Extracted text -
Take Aspect's experiment, it has brought the debate about indetermination and hidden variables much further.

 

Not really - Aspect and the other experimental tests of Bell's theorem/inequality confirmed (or went a long way towards confirming) the "spukhafte Fernwirkung" of Quantum mechanics and showed that even the great Einstein could not explain away QM's weirdness. The fundamental non-classical and non-quotidian nature of QM remains - the fact that there are handfuls of competing interpretations vying for recognition and that these remain mere interpretations rather than testable hypotheses demonstrates that this is NOT concrete and simple.

 

All these make QM very much concrete now.

 

Really No. We have the maths that works and the predictions are as well tested as any theory so far in science. But there are gaping holes in our knowledge, which most scientists rightly ignore much of the time for the sake of expediency, the proposed solutions to which are wide-reaching, incredibly exciting, and mutually contradictory. This is not settled concrete science - this is the cutting edge where sometimes the imagination is let loose and all is still to play for.

 

 

We do need particles as a way to count some properties as integer numbers, for instance the charge - yes, "indivisible". But we don't need these particles to be at one place. Misregarding that is what makes QM apparently weird.

 

Though, I still have to understand why a particle doesn't interact with itself. Between two particles, we compute an interaction over all possible pairs of positions, but for one particle, never: it doesn't repel itself.

 

"But we don't need these particles to be at one place" Thinking that this is normal and not a massive departure from classical physics is why you do not appreciate the game-changing nature of quantum mechanics. That a photon can behave as a particle or a wave is an argument that extends back many years - some might say that Huygens and Newtons were both right and yet others would argue that they were both wrong; but that a marcromolecule of significant size has wave like properties is not readily acceptable to the classical mind. It works; we understand the protocols, the maths, and the predictions as well as any part of science; we deal with quantum mechanical particles and understand their interactions and can calculate their likelihood -- but it is still weird.

Stored data -
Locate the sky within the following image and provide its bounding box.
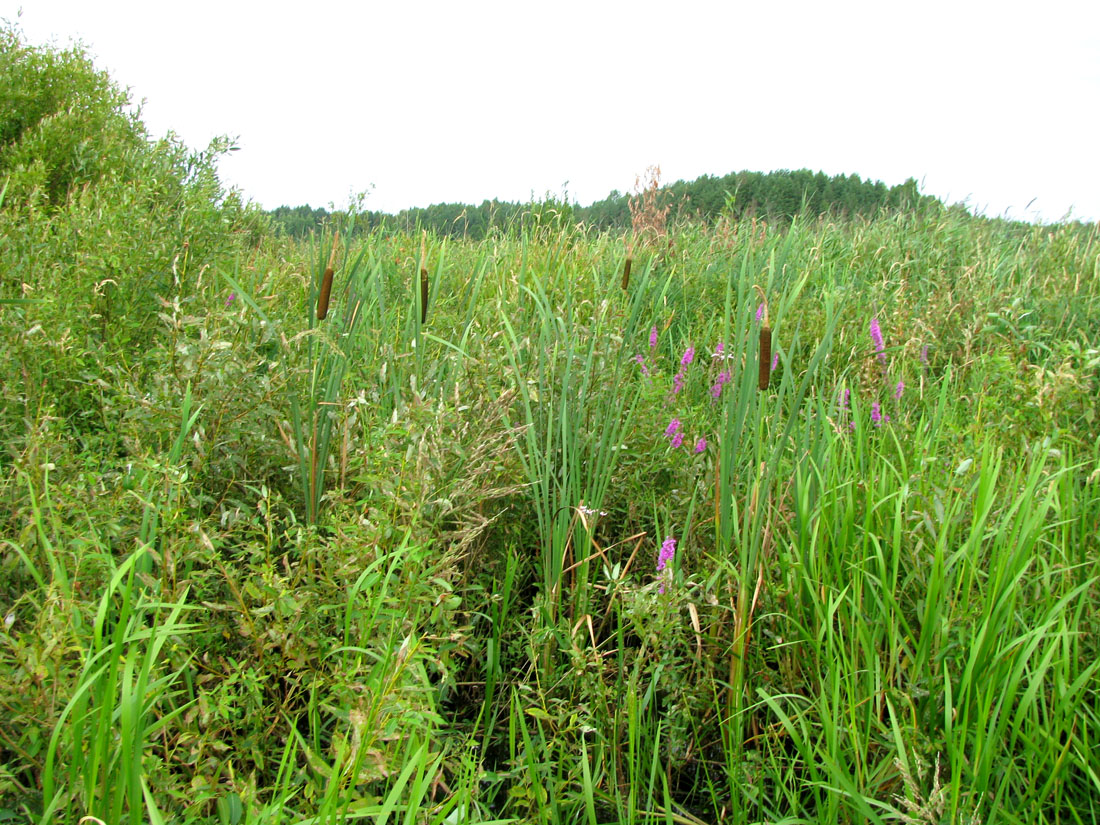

Instruction -
Answer these questions using the quantum mechanics discussion:
1. What did Aspect and the other experimental tests of Bell's theorem confirm, or go a long way toward confirming?
2. Which property is given as an example of something that particles let us count as integer numbers?
3. What does the text say a single particle never does to itself?
The lines after the text have nothing to do with it.

Result -
1. They confirmed the "spukhafte Fernwirkung" of quantum mechanics.
2. Charge.
3. It never repels itself.